[Relevés de placement de points]
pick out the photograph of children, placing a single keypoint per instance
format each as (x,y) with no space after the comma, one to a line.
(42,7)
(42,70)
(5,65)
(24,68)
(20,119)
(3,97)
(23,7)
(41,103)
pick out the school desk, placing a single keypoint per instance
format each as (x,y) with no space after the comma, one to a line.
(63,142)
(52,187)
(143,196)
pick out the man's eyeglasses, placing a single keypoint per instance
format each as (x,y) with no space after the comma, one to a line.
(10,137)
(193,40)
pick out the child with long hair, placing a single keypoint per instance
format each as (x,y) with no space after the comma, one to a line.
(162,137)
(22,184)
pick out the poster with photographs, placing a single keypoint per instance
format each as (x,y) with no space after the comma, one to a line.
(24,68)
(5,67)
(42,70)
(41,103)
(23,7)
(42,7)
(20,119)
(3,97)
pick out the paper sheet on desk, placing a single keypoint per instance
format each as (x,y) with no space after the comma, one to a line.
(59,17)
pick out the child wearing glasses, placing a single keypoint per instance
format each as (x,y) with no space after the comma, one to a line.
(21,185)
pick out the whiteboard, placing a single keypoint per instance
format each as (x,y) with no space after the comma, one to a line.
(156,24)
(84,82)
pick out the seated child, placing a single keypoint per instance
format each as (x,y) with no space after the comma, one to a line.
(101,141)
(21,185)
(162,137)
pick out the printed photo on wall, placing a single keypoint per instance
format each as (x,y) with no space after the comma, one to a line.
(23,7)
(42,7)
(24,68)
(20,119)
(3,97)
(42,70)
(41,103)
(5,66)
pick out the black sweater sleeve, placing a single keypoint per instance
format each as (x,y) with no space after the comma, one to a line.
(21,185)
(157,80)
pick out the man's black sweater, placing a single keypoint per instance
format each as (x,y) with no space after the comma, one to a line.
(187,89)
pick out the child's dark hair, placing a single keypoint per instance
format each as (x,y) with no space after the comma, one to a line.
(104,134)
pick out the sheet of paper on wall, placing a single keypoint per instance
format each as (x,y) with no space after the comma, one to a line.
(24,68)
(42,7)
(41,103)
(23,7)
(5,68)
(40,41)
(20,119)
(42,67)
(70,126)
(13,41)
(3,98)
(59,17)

● CONSIGNE: Recopiez à l'identique chacune des lignes de tous les items ci-dessus.

● RÉPONSE ATTENDUE:
pick out the photograph of children, placing a single keypoint per instance
format each as (x,y) with no space after the comma, one to a line.
(42,7)
(42,70)
(5,65)
(24,68)
(20,119)
(3,97)
(23,7)
(41,103)
pick out the school desk, placing a single keypoint per instance
format each as (x,y) with no space after the comma, one to a line.
(63,142)
(52,187)
(143,196)
pick out the man's eyeglasses, placing a single keypoint per instance
format each as (x,y) with no space after the comma, one to a line.
(10,137)
(193,40)
pick out the child with long hair, placing a single keypoint per instance
format each as (x,y) with no space after the comma, one to a line.
(162,137)
(22,184)
pick out the poster with photographs, placing a single keypoint per instance
format each as (x,y) with no space after the comma, one to a line.
(24,68)
(5,67)
(42,70)
(41,103)
(23,7)
(42,7)
(20,119)
(3,97)
pick out the paper sheet on desk, placing a single keypoint per instance
format each as (x,y) with no space after the comma, one to a line.
(59,17)
pick out the child wearing glasses, placing a single keypoint per instance
format each as (x,y) with no space after the comma, one to a line.
(21,185)
pick out the whiteboard, placing a single keypoint per instance
format each as (x,y) with no space after the comma, one to a line.
(156,24)
(84,82)
pick out the seated child, placing a single keypoint per instance
format each as (x,y) with no space after the comma, one to a line.
(101,141)
(21,185)
(162,137)
pick out the printed photo on wall, placing a single keypoint per instance
format each as (x,y) with no space after the comma, one to a line.
(23,7)
(42,7)
(24,68)
(20,119)
(3,97)
(42,70)
(41,103)
(5,66)
pick out the black sweater sleeve, placing a single keypoint per instance
format each as (x,y) with no space after the comma, one to a line.
(21,185)
(157,80)
pick out the man's black sweater, placing a single keypoint per instance
format each as (x,y) with no space after the comma, one to a line.
(187,89)
pick out the child's dark hair, placing a single keypoint per instance
format each as (x,y) with no space after the comma, one to a line.
(104,134)
pick out the sheet of paper on wall, placing a single keypoint per instance
format each as (x,y) with no space after the comma, one to a line.
(24,68)
(42,7)
(41,103)
(23,7)
(5,68)
(40,41)
(20,119)
(42,67)
(70,126)
(13,41)
(3,98)
(59,17)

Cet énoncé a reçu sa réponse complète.